▶ Exercise details
Format the stretch from the start of the rows through the line containing "1092 L 1007", both ends included, as a JSON list of strings with one string per line, skipping blank lines. Leave the pictures out.

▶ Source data

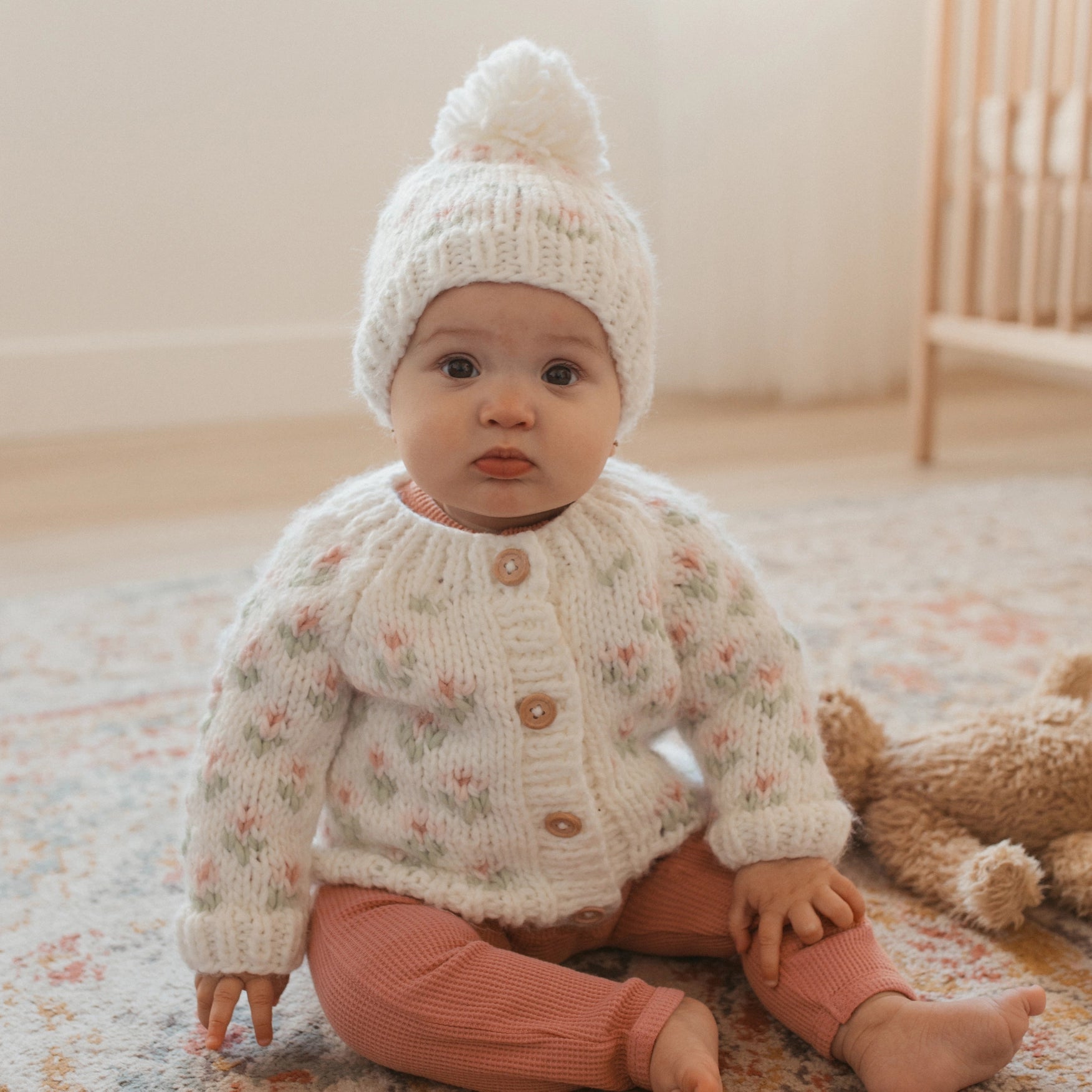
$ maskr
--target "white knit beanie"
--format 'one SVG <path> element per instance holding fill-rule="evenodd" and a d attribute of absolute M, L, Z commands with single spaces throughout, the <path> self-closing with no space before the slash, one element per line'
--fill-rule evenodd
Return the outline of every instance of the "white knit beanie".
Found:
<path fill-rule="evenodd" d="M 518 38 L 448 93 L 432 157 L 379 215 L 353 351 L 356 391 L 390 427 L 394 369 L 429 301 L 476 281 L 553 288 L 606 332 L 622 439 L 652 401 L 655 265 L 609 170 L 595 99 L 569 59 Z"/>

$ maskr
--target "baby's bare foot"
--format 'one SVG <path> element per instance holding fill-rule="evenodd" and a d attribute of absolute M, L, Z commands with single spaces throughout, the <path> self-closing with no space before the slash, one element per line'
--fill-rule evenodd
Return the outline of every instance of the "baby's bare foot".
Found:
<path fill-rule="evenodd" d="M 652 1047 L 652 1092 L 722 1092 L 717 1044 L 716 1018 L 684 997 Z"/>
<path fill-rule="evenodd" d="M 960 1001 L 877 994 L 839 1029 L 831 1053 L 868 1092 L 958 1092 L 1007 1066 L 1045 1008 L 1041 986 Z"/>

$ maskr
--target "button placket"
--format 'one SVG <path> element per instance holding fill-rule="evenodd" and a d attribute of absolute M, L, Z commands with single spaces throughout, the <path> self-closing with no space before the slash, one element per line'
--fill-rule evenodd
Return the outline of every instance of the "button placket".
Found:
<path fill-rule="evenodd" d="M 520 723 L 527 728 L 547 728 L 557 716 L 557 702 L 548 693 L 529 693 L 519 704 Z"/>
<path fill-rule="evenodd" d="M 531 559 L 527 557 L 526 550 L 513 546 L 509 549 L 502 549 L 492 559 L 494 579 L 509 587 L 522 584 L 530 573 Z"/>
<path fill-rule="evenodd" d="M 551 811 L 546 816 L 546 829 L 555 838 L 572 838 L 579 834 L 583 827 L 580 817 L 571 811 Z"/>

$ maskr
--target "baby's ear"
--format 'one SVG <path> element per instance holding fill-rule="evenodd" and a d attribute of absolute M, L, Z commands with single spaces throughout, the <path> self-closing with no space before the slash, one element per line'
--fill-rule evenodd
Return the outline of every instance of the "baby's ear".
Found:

▶ Final result
[
  "$ maskr",
  "--target \"white knit beanie\"",
  "--format 'one SVG <path> element per instance holding fill-rule=\"evenodd\" and a d attribute of absolute M, L, Z commands with single spaces throughout, the <path> self-closing with no space before the slash, one element per line'",
  "--fill-rule evenodd",
  "Return the outline of every instance of the \"white knit beanie\".",
  "Found:",
  "<path fill-rule=\"evenodd\" d=\"M 518 38 L 448 93 L 432 157 L 379 215 L 353 351 L 356 391 L 390 427 L 394 369 L 429 301 L 476 281 L 553 288 L 606 332 L 622 439 L 652 401 L 655 265 L 609 170 L 595 99 L 569 59 Z\"/>",
  "$ maskr",
  "--target \"baby's bare foot\"",
  "--format 'one SVG <path> element per instance holding fill-rule=\"evenodd\" and a d attribute of absolute M, L, Z commands with single spaces throughout, the <path> self-closing with no space before the slash, one element per line'",
  "--fill-rule evenodd",
  "Return the outline of every instance of the \"baby's bare foot\".",
  "Found:",
  "<path fill-rule=\"evenodd\" d=\"M 652 1047 L 652 1092 L 722 1092 L 717 1044 L 716 1018 L 684 997 Z\"/>",
  "<path fill-rule=\"evenodd\" d=\"M 960 1001 L 877 994 L 839 1029 L 831 1053 L 868 1092 L 958 1092 L 1007 1066 L 1045 1008 L 1041 986 Z\"/>"
]